> Activity
Type out the data below in its entirety, exactly as given.

[Natural-language object grounding data]
|---|

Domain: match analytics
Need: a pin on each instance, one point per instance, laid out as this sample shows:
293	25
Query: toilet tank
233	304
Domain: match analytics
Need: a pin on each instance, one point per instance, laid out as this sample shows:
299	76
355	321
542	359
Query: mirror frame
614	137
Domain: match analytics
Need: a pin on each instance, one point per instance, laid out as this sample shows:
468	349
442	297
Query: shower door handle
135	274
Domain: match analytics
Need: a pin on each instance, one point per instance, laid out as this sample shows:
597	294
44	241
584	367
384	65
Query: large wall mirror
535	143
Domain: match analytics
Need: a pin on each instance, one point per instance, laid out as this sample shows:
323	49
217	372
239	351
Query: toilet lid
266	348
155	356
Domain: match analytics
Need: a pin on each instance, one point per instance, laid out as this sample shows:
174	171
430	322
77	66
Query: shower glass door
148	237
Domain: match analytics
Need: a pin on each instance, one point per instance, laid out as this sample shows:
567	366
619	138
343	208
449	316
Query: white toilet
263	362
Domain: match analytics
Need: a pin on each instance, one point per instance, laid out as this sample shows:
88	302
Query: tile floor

|---|

> Problem solution
Domain: match analytics
Need: a pin on each instance, one point per instance, laid out as this sample shows:
293	25
Query: toilet tank
233	304
Domain: match analytics
Need: a pin on each instance, one point per instance, laid out as this sample shows:
299	76
355	321
542	359
Query: mirror frame
614	137
Domain: match analytics
Need: a pin on each instance, one point per instance, laid out as this sample shows:
468	349
442	297
Query: shower door handle
135	274
Domain: match analytics
Need: a pin on each instance, one point per instance, laid out as this sample shows:
597	294
44	241
584	367
384	65
Query: large wall mirror
535	143
Domain: match analytics
Need: a pin on each instance, one point per instance, laid out as this sample shows:
323	49
217	372
239	351
Query: toilet lid
266	348
155	356
Domain: match analytics
Need: a pin on each instance, one point per instance, laid out as this sample shows:
174	171
430	322
77	66
Query: shower glass door
148	237
Domain: match analytics
Need: a pin on each instance, one point per instance, laid out as this sample shows:
567	366
619	138
343	208
449	316
Query: white toilet
263	362
Domain: match analytics
Need: a pin on each instance, one point per instance, laid out as this sample shows:
88	302
Query: tile floor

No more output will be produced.